Given task » Copy the listing verbatim from the line containing "Expected: one point per instance of the white jersey" through the line containing "[[268, 356]]", inclusive, omitting the pictures.

Given data »
— Start —

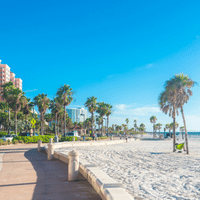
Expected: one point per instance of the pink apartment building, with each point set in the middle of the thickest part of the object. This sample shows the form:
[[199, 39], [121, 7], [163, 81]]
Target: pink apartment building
[[6, 75]]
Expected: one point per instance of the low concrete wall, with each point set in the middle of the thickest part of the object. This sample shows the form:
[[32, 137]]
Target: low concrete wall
[[105, 186], [90, 143]]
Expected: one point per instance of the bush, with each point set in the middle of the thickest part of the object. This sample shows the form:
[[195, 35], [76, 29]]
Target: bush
[[68, 138]]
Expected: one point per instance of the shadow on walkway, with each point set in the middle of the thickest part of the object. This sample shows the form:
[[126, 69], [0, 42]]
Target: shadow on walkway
[[52, 183]]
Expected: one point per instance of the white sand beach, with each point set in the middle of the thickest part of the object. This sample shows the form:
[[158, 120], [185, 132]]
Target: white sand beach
[[149, 169]]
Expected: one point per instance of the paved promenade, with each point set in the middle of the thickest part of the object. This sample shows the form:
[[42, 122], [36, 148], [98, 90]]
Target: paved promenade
[[26, 174]]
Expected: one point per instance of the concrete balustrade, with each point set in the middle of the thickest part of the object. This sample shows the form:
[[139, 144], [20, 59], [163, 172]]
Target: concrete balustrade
[[39, 145], [73, 166]]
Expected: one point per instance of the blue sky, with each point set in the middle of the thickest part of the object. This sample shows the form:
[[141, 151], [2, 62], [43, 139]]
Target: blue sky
[[122, 52]]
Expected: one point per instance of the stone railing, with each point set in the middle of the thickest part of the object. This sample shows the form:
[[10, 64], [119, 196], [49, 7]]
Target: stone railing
[[105, 186]]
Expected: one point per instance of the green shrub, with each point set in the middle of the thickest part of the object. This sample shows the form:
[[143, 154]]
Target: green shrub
[[68, 138]]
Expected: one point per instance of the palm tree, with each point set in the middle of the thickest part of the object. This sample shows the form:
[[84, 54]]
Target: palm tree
[[168, 104], [65, 95], [153, 120], [42, 103], [170, 128], [182, 129], [88, 123], [155, 127], [102, 110], [109, 112], [127, 121], [166, 126], [26, 108], [159, 126], [135, 125], [48, 118], [142, 128], [55, 107], [91, 104], [99, 121], [181, 85]]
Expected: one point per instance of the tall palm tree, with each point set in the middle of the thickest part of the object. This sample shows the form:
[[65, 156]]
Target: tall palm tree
[[91, 104], [109, 112], [153, 120], [142, 128], [127, 121], [181, 85], [168, 104], [55, 107], [135, 125], [42, 102], [99, 121], [65, 94], [26, 108], [102, 110], [182, 129], [159, 126], [166, 126]]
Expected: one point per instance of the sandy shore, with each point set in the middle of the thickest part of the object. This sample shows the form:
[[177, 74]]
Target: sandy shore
[[149, 169]]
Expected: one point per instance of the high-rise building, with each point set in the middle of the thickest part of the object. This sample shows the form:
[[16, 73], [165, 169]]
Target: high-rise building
[[6, 75], [77, 114]]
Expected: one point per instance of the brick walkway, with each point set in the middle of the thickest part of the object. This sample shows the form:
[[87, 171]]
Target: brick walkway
[[26, 174]]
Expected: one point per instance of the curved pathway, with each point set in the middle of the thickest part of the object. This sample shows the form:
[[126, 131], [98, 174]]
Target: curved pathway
[[26, 174]]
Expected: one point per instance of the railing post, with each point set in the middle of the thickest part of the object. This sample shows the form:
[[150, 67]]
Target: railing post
[[73, 166], [50, 151], [39, 145]]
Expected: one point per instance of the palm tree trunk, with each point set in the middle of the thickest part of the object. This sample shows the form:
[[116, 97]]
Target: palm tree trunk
[[153, 131], [186, 138], [107, 123], [174, 133], [42, 125], [102, 128], [55, 122], [58, 126], [15, 123], [92, 122], [26, 122], [64, 121]]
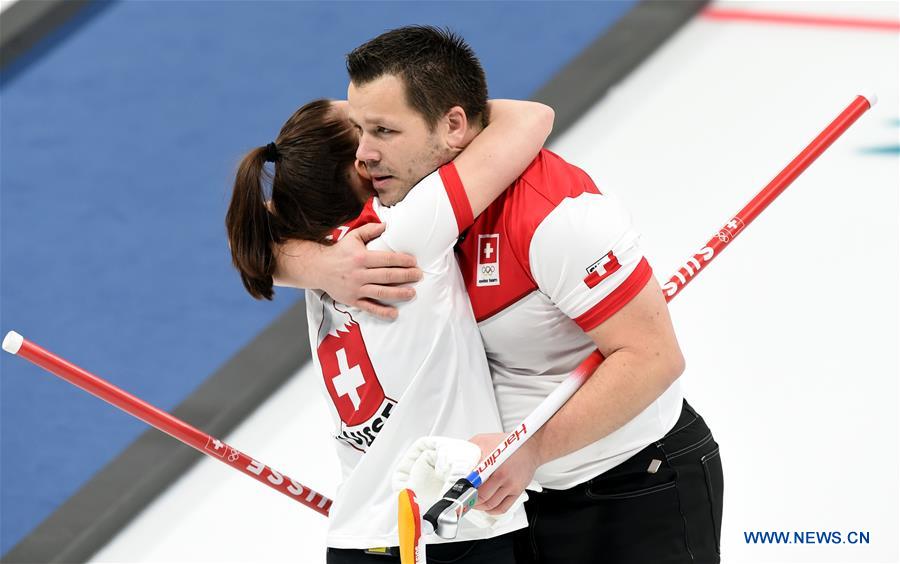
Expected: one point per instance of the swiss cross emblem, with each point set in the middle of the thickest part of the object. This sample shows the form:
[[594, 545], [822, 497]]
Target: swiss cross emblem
[[601, 270], [349, 376], [487, 269]]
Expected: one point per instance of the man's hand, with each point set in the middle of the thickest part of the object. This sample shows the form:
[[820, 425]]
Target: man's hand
[[506, 484], [349, 272]]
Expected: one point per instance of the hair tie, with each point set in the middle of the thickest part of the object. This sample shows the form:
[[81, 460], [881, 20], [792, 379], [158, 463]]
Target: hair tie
[[272, 153]]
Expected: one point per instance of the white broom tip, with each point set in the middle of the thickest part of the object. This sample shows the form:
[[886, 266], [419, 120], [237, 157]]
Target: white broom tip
[[871, 97], [12, 342]]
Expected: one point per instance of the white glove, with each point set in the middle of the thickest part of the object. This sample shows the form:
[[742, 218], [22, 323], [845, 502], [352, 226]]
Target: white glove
[[433, 464]]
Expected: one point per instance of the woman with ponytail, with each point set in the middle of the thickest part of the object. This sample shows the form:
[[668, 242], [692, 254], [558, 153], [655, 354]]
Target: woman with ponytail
[[425, 373], [314, 188]]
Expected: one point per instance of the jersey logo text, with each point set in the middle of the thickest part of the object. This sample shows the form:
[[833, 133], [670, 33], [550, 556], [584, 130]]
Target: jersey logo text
[[487, 269], [601, 270]]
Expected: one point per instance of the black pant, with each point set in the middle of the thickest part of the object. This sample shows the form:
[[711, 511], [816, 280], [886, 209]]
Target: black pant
[[498, 550], [628, 515]]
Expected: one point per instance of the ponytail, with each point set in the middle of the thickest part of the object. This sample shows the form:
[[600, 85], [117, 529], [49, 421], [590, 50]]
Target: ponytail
[[249, 227], [311, 192]]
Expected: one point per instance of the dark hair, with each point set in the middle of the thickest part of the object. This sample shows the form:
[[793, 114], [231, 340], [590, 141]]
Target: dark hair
[[311, 194], [437, 66]]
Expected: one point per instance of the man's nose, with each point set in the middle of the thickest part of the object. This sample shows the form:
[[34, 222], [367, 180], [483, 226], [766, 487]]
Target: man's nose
[[366, 152]]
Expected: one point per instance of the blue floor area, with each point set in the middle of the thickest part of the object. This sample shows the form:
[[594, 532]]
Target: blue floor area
[[118, 149]]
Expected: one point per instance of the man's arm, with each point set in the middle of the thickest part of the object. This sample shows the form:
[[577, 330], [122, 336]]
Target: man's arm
[[348, 271], [642, 360]]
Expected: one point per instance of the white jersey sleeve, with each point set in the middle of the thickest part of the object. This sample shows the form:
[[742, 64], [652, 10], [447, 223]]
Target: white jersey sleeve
[[428, 221], [585, 256]]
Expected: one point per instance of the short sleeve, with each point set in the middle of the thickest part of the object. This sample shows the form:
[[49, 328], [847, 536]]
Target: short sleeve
[[585, 256], [429, 220]]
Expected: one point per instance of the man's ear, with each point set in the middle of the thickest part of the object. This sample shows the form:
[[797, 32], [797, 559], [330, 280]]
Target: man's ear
[[457, 126]]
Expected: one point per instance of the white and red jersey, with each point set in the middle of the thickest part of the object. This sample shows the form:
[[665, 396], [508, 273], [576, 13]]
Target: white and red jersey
[[551, 259], [389, 383]]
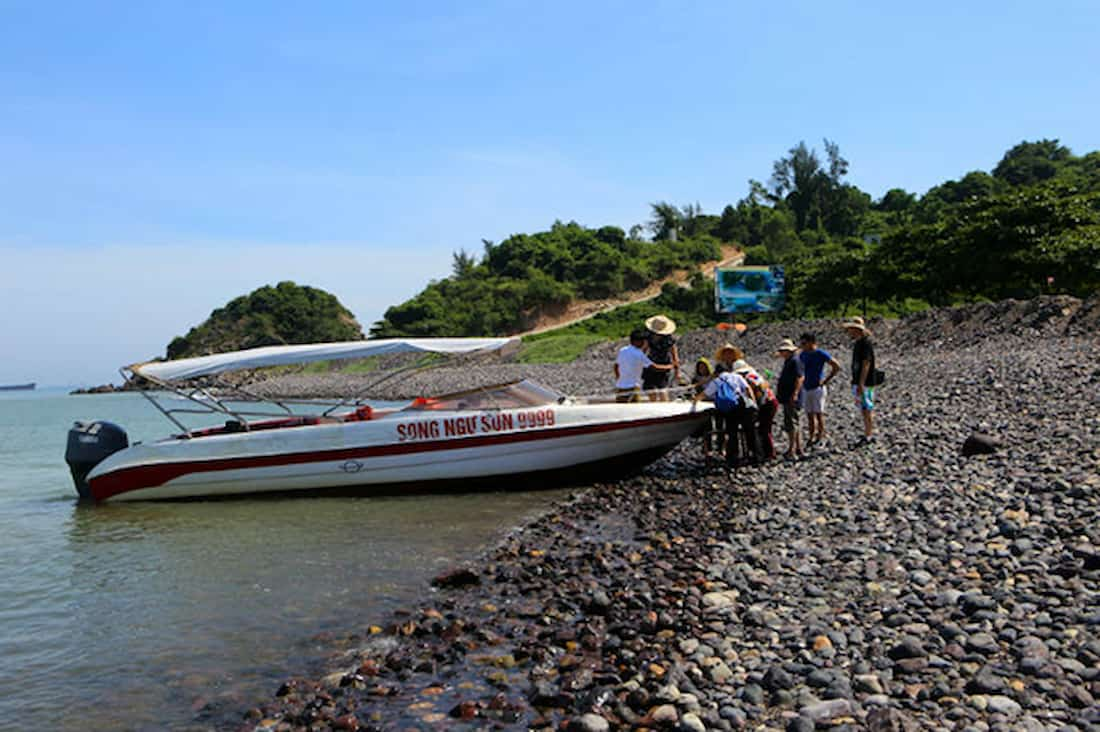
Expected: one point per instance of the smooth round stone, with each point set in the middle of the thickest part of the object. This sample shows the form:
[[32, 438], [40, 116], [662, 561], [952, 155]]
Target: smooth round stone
[[691, 722], [590, 722], [1001, 705]]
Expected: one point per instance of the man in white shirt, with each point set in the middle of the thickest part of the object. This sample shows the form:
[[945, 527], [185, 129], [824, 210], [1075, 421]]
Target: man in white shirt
[[629, 363]]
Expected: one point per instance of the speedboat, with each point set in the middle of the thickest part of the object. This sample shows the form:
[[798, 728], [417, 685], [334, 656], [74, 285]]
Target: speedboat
[[517, 435]]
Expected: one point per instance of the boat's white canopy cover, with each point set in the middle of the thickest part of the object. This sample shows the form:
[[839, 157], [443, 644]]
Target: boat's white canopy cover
[[268, 356]]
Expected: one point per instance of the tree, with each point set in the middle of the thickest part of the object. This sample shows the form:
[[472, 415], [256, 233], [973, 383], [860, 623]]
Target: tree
[[1032, 162], [815, 193], [895, 200], [462, 264], [666, 221]]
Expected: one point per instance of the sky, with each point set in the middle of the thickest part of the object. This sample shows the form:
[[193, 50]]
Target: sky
[[158, 159]]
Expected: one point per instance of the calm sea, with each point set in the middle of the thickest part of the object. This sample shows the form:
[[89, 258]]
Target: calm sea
[[140, 615]]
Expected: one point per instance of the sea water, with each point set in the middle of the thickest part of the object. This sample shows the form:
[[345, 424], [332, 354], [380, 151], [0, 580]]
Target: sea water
[[152, 615]]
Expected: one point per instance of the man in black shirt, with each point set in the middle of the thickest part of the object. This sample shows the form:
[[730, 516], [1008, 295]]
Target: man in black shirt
[[789, 393], [862, 368]]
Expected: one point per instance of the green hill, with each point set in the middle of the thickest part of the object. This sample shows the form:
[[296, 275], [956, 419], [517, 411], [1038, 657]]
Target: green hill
[[527, 275], [1031, 226], [270, 316]]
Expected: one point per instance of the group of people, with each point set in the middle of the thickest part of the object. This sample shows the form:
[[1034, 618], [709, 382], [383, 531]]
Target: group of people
[[746, 403]]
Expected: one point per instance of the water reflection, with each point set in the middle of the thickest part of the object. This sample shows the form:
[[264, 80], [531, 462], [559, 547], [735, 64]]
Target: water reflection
[[168, 608]]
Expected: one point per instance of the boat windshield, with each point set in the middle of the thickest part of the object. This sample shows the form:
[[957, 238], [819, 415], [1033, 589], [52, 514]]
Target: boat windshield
[[502, 396]]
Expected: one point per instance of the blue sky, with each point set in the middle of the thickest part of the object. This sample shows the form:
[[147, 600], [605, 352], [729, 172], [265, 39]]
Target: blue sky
[[157, 159]]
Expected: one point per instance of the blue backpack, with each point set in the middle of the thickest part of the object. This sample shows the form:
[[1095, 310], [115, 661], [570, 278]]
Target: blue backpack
[[726, 399]]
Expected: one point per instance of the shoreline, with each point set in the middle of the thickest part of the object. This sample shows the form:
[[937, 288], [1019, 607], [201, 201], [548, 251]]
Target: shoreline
[[894, 587]]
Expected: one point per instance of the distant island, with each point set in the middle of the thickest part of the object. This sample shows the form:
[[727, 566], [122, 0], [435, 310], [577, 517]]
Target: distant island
[[285, 314]]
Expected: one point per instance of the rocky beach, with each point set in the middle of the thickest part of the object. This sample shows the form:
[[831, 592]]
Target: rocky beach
[[898, 586]]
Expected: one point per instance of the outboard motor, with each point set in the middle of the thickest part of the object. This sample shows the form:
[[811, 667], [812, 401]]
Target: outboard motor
[[89, 444]]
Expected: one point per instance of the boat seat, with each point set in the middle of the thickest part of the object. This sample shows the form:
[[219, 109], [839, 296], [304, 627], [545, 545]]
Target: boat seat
[[364, 413]]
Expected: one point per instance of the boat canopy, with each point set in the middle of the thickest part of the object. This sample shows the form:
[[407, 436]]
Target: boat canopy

— End —

Written response »
Expected: one point per instance of the white jersey sleeve, with each point set in the middle of the thickest part of the object. This sample shows the form:
[[742, 64], [652, 10], [447, 223]]
Target: white jersey sleeve
[[428, 221], [585, 256]]
Expected: one point per instance of the short sleeve, with each point set in the middle of the thickest part of the object. This sample shows the form:
[[49, 328], [847, 536]]
Target: short sleeve
[[585, 256], [429, 220]]
Expected: one point per instance of the man's ear, with each point set in the middle of the thickest part of the object. This sample shows the form:
[[797, 32], [797, 559], [330, 280]]
Target: man's ear
[[457, 126]]
Expected: one point per instance of the white and red jersey, with each point set in the middle of the thickest part of the object. This sample shows the form:
[[665, 396], [508, 273], [576, 13]]
Target: white and red jersey
[[551, 259], [389, 383]]
Expected: one point per instance of the smooth round stone, with each point set in the middle of the thickest part of the object. This sample shows the form:
[[32, 438], [40, 116], [662, 561], [952, 155]]
Target: smooth round stone
[[691, 722], [590, 722], [1001, 705]]
Expected: one point per instance of the man in white shirt, with each point set in the middle of the thickest part of the object. This sample shows the form:
[[945, 527], [185, 129], [824, 210], [1075, 421]]
Target: man in white shirt
[[629, 363]]
Expected: one point per instance of the speedboat, with each point set in the middle of the thickest part of the object. This sample shows the form:
[[798, 728], [417, 685], [334, 656], [74, 285]]
Target: speedboat
[[517, 435]]
Expected: one point per instance of the boat's white canopy cover, with each point set in the middle of the thickest part of the object. This sample shows the form:
[[839, 157], [443, 644]]
Target: boat's white canopy cover
[[268, 356]]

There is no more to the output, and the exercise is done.